* **INSTRUCTIONS TO FOLLOW**
Set down exactly the lines from the one containing "Where can you see the green door" through the end of the records below, both included, and nothing else.

(Point-per-instance localization data)
*** Block opens ***

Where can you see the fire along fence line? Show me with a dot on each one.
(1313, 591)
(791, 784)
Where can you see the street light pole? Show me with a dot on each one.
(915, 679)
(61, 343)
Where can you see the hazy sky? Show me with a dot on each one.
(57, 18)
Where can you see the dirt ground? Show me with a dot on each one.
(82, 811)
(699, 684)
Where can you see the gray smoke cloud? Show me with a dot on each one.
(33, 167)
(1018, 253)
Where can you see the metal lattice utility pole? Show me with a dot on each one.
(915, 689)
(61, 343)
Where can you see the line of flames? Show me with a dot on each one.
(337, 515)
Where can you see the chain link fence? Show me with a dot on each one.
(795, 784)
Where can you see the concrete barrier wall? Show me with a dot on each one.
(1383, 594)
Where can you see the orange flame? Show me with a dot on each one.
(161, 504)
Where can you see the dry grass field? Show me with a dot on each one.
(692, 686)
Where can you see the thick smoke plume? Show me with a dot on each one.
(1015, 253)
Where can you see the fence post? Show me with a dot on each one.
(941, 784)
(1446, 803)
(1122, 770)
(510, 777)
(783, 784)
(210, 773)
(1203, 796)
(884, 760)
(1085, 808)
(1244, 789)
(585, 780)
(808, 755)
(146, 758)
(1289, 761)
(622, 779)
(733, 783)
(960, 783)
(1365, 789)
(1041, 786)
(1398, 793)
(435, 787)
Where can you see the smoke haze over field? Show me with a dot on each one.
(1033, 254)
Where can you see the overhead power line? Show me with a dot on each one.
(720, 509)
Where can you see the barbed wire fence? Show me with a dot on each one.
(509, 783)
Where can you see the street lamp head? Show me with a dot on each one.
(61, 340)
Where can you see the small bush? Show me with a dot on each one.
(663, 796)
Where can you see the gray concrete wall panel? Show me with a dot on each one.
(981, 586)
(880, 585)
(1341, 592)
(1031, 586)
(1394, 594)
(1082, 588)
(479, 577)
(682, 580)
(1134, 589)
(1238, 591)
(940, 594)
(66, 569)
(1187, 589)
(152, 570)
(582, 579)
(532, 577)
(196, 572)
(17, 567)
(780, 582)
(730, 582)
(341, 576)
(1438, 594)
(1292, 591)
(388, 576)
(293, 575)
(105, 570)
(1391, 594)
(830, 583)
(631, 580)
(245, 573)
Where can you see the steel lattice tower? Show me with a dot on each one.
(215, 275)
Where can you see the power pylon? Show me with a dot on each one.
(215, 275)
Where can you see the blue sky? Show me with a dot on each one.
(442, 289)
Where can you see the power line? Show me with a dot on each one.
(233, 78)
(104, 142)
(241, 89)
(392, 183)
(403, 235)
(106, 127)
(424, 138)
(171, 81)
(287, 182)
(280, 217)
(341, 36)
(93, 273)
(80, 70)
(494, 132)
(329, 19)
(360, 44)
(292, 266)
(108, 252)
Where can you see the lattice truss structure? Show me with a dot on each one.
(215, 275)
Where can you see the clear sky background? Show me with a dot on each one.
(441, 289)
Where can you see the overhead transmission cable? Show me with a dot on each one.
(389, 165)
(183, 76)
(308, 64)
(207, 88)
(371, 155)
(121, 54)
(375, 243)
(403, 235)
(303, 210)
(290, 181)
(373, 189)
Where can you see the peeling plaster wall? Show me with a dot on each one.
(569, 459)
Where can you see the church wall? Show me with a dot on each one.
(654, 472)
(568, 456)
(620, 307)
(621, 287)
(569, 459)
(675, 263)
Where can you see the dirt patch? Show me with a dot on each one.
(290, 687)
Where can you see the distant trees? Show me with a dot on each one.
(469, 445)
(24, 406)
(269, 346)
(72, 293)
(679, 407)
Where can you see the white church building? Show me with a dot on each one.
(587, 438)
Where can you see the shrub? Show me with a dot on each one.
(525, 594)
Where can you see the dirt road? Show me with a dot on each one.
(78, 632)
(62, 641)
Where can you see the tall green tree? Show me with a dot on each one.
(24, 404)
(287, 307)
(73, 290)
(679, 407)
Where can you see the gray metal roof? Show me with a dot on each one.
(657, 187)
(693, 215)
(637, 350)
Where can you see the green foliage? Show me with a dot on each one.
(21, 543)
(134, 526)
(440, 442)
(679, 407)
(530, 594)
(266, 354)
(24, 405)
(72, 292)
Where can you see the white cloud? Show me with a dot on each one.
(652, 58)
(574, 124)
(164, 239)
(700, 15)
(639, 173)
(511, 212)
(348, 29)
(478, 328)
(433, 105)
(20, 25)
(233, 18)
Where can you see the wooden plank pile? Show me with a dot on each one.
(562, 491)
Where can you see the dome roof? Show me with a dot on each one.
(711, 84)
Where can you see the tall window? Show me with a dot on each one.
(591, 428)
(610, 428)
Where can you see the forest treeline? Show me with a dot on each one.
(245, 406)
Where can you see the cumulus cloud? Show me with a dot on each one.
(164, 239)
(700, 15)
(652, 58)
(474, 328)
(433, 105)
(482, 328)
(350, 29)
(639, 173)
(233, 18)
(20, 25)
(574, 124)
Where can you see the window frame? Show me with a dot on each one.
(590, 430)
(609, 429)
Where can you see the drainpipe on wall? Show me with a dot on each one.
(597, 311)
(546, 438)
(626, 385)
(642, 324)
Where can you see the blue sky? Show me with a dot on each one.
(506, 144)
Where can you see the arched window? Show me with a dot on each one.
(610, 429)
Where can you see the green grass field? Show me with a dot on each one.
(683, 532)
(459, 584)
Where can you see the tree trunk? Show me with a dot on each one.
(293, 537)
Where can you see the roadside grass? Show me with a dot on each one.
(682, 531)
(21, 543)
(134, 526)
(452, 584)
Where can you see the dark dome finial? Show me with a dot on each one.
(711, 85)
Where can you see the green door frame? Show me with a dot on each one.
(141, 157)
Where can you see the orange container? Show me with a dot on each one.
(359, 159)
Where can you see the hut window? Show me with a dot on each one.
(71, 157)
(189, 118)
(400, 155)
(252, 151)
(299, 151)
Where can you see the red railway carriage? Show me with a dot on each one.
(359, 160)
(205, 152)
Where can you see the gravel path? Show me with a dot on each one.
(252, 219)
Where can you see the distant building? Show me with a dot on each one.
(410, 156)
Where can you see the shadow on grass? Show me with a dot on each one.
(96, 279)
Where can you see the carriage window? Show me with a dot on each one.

*** Block closes ***

* **RESPONSE AREA**
Where can you see the green door frame? Show me with a dot on each one.
(141, 157)
Where can you see the orange container? Show me with a dot on each one.
(359, 159)
Where can you see the hut window? Show me with a dot on each one.
(71, 157)
(189, 118)
(400, 155)
(252, 151)
(299, 151)
Where can you see the red railway carriage? Show me with a dot on each one.
(359, 160)
(205, 152)
Where can you see the gravel path? Show me with a dot on each one.
(252, 219)
Where can you see the distant building? Show me with a dot on each one.
(410, 156)
Where can you see the shadow on grass? Show me with a dot on each one.
(96, 279)
Where can you see the carriage window? Show me with a dot on each one.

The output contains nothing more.